### WRITTEN REQUEST
Reproduce all of the records below word for word, leaving out the pictures.

## start PROVIDED MATERIAL

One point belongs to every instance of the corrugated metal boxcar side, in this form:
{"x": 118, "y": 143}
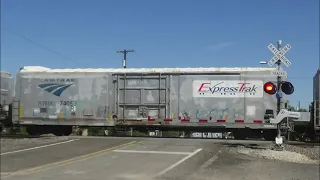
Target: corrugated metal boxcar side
{"x": 229, "y": 97}
{"x": 7, "y": 88}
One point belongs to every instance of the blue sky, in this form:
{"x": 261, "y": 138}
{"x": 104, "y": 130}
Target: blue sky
{"x": 164, "y": 33}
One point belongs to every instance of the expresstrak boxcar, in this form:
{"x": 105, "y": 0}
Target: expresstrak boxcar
{"x": 210, "y": 98}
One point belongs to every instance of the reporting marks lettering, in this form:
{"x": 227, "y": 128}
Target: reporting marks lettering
{"x": 61, "y": 80}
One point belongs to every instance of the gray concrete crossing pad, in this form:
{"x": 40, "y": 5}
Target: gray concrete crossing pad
{"x": 146, "y": 159}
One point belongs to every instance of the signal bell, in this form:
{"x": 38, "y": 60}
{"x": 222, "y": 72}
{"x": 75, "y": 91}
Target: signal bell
{"x": 287, "y": 87}
{"x": 269, "y": 88}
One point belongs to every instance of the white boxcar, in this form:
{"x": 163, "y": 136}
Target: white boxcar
{"x": 167, "y": 97}
{"x": 7, "y": 90}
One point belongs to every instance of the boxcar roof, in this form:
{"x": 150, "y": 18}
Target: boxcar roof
{"x": 31, "y": 69}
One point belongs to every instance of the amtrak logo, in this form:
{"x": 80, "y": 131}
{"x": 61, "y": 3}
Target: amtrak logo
{"x": 55, "y": 88}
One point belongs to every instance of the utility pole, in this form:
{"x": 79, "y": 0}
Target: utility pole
{"x": 124, "y": 52}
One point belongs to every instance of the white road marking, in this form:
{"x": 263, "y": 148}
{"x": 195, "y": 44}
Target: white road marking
{"x": 210, "y": 161}
{"x": 38, "y": 147}
{"x": 179, "y": 162}
{"x": 153, "y": 152}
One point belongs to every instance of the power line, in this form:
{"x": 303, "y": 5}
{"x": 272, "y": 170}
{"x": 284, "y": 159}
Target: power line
{"x": 40, "y": 45}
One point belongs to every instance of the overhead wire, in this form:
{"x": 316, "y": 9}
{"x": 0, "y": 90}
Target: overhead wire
{"x": 41, "y": 45}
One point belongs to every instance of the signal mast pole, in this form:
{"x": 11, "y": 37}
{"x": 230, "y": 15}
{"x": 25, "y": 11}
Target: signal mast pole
{"x": 278, "y": 89}
{"x": 124, "y": 61}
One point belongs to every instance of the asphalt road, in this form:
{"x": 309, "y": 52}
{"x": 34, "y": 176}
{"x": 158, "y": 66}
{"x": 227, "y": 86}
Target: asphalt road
{"x": 147, "y": 159}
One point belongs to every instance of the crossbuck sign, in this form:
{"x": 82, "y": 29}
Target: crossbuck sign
{"x": 279, "y": 55}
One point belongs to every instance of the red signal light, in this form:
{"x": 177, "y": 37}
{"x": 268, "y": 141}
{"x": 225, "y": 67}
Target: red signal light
{"x": 269, "y": 88}
{"x": 287, "y": 87}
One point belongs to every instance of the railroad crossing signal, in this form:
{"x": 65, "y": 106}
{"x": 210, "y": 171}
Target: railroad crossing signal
{"x": 279, "y": 55}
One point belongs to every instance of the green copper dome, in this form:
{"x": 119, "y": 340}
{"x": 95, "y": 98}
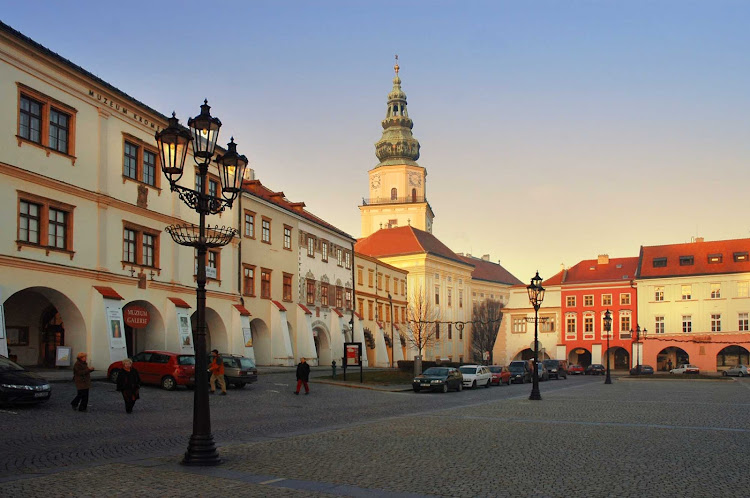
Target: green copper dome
{"x": 397, "y": 145}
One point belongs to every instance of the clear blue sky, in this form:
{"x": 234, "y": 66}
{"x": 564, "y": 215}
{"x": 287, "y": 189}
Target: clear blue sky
{"x": 551, "y": 131}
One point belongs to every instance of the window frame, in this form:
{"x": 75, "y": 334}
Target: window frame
{"x": 47, "y": 103}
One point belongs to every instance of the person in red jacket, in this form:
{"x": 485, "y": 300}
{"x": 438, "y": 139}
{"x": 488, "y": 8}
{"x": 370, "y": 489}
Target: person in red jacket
{"x": 217, "y": 373}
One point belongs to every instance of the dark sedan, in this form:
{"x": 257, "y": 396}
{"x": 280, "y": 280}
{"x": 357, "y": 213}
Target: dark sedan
{"x": 595, "y": 369}
{"x": 438, "y": 379}
{"x": 642, "y": 370}
{"x": 20, "y": 386}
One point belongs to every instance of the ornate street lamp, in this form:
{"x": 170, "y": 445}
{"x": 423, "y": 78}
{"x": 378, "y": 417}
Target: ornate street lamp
{"x": 173, "y": 143}
{"x": 608, "y": 329}
{"x": 536, "y": 296}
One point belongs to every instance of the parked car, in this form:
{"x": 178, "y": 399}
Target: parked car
{"x": 17, "y": 385}
{"x": 163, "y": 368}
{"x": 642, "y": 370}
{"x": 595, "y": 369}
{"x": 575, "y": 370}
{"x": 686, "y": 368}
{"x": 520, "y": 371}
{"x": 500, "y": 375}
{"x": 438, "y": 379}
{"x": 476, "y": 375}
{"x": 556, "y": 368}
{"x": 239, "y": 370}
{"x": 737, "y": 371}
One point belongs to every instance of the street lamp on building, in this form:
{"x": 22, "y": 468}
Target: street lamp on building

## end PROVIDED MATERIAL

### ANSWER IN FULL
One point belongs to every instance of the corrugated metal boxcar side, in this form:
{"x": 118, "y": 143}
Target: corrugated metal boxcar side
{"x": 229, "y": 97}
{"x": 7, "y": 88}
One point belongs to every instance of the blue sky, in this form:
{"x": 261, "y": 138}
{"x": 104, "y": 130}
Target: blue sky
{"x": 164, "y": 33}
One point belongs to every instance of the expresstrak boxcar, in this form:
{"x": 105, "y": 0}
Target: expresstrak boxcar
{"x": 210, "y": 98}
One point belongs to every instance of the reporting marks lettering, in this form:
{"x": 227, "y": 128}
Target: reporting marks lettering
{"x": 61, "y": 80}
One point belongs to every instance of the gray concrete crossing pad, in this form:
{"x": 40, "y": 5}
Target: gray concrete crossing pad
{"x": 146, "y": 159}
One point belongs to every instance of the signal bell, in this form:
{"x": 38, "y": 60}
{"x": 222, "y": 72}
{"x": 75, "y": 91}
Target: signal bell
{"x": 287, "y": 87}
{"x": 269, "y": 88}
One point belongs to every instance of the white boxcar, in this form:
{"x": 163, "y": 136}
Target: white boxcar
{"x": 167, "y": 97}
{"x": 7, "y": 90}
One point belongs to every instance of the boxcar roof, in this form:
{"x": 150, "y": 18}
Target: boxcar roof
{"x": 31, "y": 69}
One point belongs to every instance of the amtrak logo, in this form:
{"x": 80, "y": 131}
{"x": 61, "y": 3}
Target: amtrak logo
{"x": 55, "y": 88}
One point belongs to every instance of the utility pole, in this form:
{"x": 79, "y": 0}
Target: utility pole
{"x": 124, "y": 52}
One point belongs to every instance of the white road marking, in this form:
{"x": 263, "y": 148}
{"x": 195, "y": 44}
Target: white road marking
{"x": 210, "y": 161}
{"x": 38, "y": 147}
{"x": 179, "y": 162}
{"x": 153, "y": 152}
One point belongs to every instance of the power line, in this form:
{"x": 303, "y": 5}
{"x": 272, "y": 170}
{"x": 284, "y": 159}
Target: power line
{"x": 40, "y": 45}
One point belongs to every instance of the overhead wire, in this form:
{"x": 316, "y": 9}
{"x": 0, "y": 90}
Target: overhead wire
{"x": 41, "y": 45}
One point belongs to every instance of the signal mast pole, in this form:
{"x": 11, "y": 37}
{"x": 230, "y": 15}
{"x": 25, "y": 11}
Target: signal mast pole
{"x": 278, "y": 89}
{"x": 124, "y": 61}
One point belongs to every instance of the asphalt road, in this form:
{"x": 309, "y": 52}
{"x": 34, "y": 176}
{"x": 158, "y": 66}
{"x": 227, "y": 86}
Target: asphalt road
{"x": 147, "y": 159}
One point belongs to every instance of the crossbuck sign, in this form:
{"x": 82, "y": 29}
Target: crossbuck sign
{"x": 279, "y": 55}
One point belongs to every instance of the red signal light, in this form:
{"x": 177, "y": 37}
{"x": 268, "y": 141}
{"x": 225, "y": 67}
Target: red signal light
{"x": 269, "y": 88}
{"x": 287, "y": 87}
One point belongs to every instance of the railroad crossing signal, in this form:
{"x": 65, "y": 106}
{"x": 210, "y": 171}
Target: railroad crossing signal
{"x": 279, "y": 55}
One point belongs to every instance of the green copper dome, in this form:
{"x": 119, "y": 340}
{"x": 95, "y": 98}
Target: green copper dome
{"x": 397, "y": 145}
One point belongs to every instance of the clear blue sky, in this form:
{"x": 234, "y": 66}
{"x": 564, "y": 215}
{"x": 287, "y": 189}
Target: clear blue sky
{"x": 551, "y": 131}
One point belongs to every instance of the window frame, in this form:
{"x": 75, "y": 334}
Target: window frame
{"x": 47, "y": 103}
One point belongs to every instance of the person in red jacket, in this form:
{"x": 485, "y": 300}
{"x": 438, "y": 139}
{"x": 488, "y": 8}
{"x": 370, "y": 489}
Target: person in red jacket
{"x": 217, "y": 373}
One point belongs to every instance of the dark sedan, in this form:
{"x": 257, "y": 396}
{"x": 280, "y": 280}
{"x": 357, "y": 213}
Target: dark sedan
{"x": 595, "y": 369}
{"x": 438, "y": 379}
{"x": 642, "y": 370}
{"x": 20, "y": 386}
One point belongs to every instance of the ornate street lamp, in this form:
{"x": 170, "y": 445}
{"x": 423, "y": 78}
{"x": 378, "y": 417}
Target: ornate street lamp
{"x": 173, "y": 143}
{"x": 608, "y": 329}
{"x": 536, "y": 296}
One point belongs to every instance of the parked car, in this form:
{"x": 178, "y": 399}
Target: parked car
{"x": 17, "y": 385}
{"x": 163, "y": 368}
{"x": 642, "y": 370}
{"x": 595, "y": 369}
{"x": 575, "y": 370}
{"x": 686, "y": 368}
{"x": 520, "y": 371}
{"x": 500, "y": 375}
{"x": 438, "y": 379}
{"x": 476, "y": 375}
{"x": 556, "y": 368}
{"x": 239, "y": 370}
{"x": 737, "y": 371}
One point belongs to every instance of the street lamp on building, in this form:
{"x": 22, "y": 468}
Target: street lamp on building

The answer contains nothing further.